§ **Request**: Copy every entry below word for word, leaving the pictures out of your answer.

§ **Extracted material**:
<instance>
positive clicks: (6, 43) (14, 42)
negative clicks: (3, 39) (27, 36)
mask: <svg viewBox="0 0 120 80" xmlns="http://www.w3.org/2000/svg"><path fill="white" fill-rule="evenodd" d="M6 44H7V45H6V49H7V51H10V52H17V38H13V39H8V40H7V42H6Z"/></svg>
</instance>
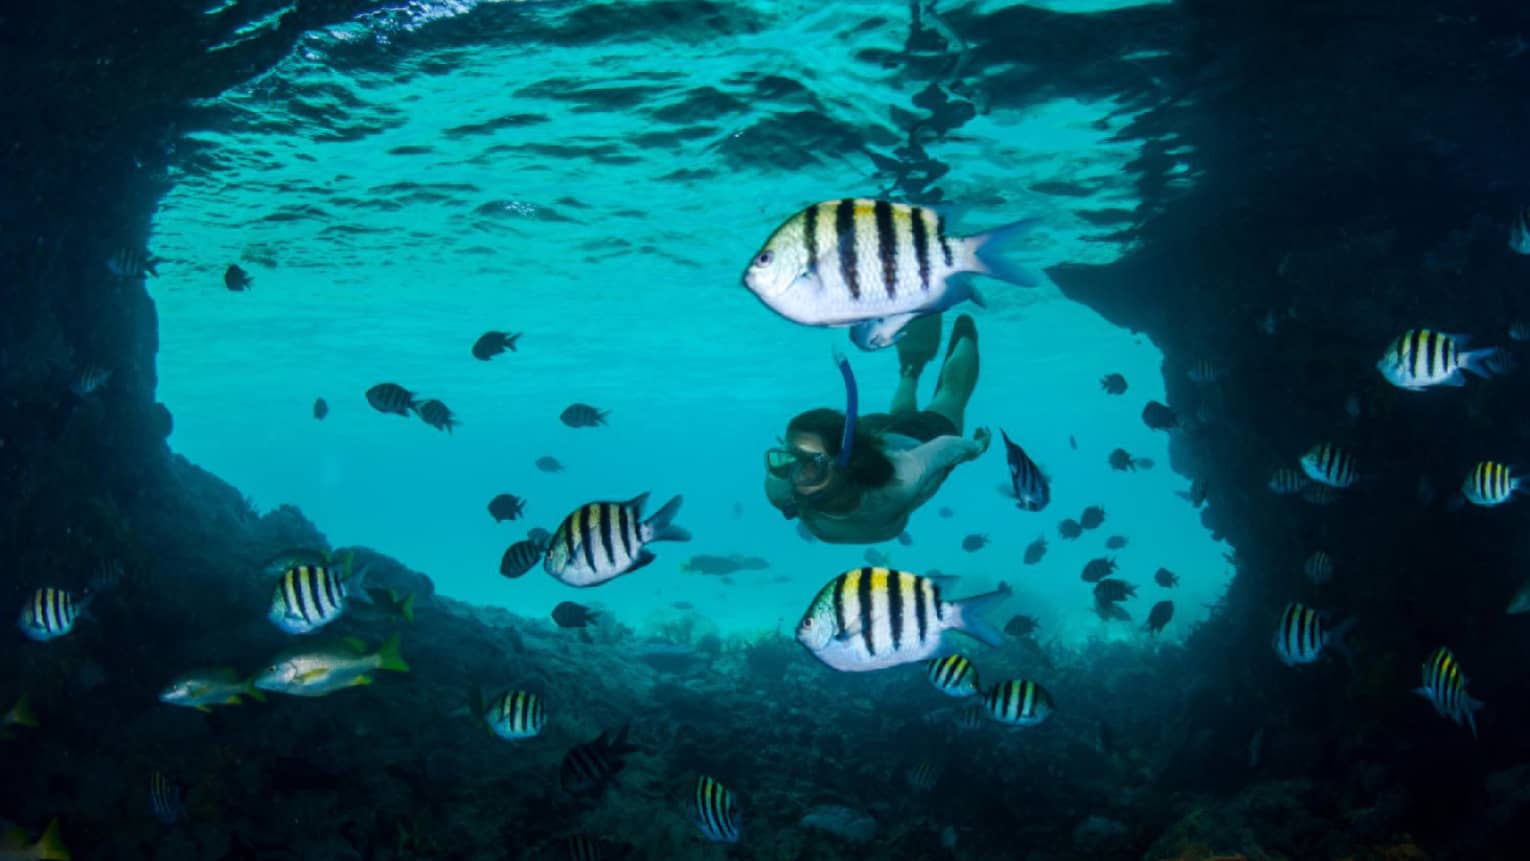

§ **Response area**:
<instance>
positive clicks: (6, 43) (14, 42)
negative clicks: (3, 39) (27, 36)
mask: <svg viewBox="0 0 120 80" xmlns="http://www.w3.org/2000/svg"><path fill="white" fill-rule="evenodd" d="M6 44H7V45H6V49H7V51H10V52H17V38H13V39H8V40H7V42H6Z"/></svg>
</instance>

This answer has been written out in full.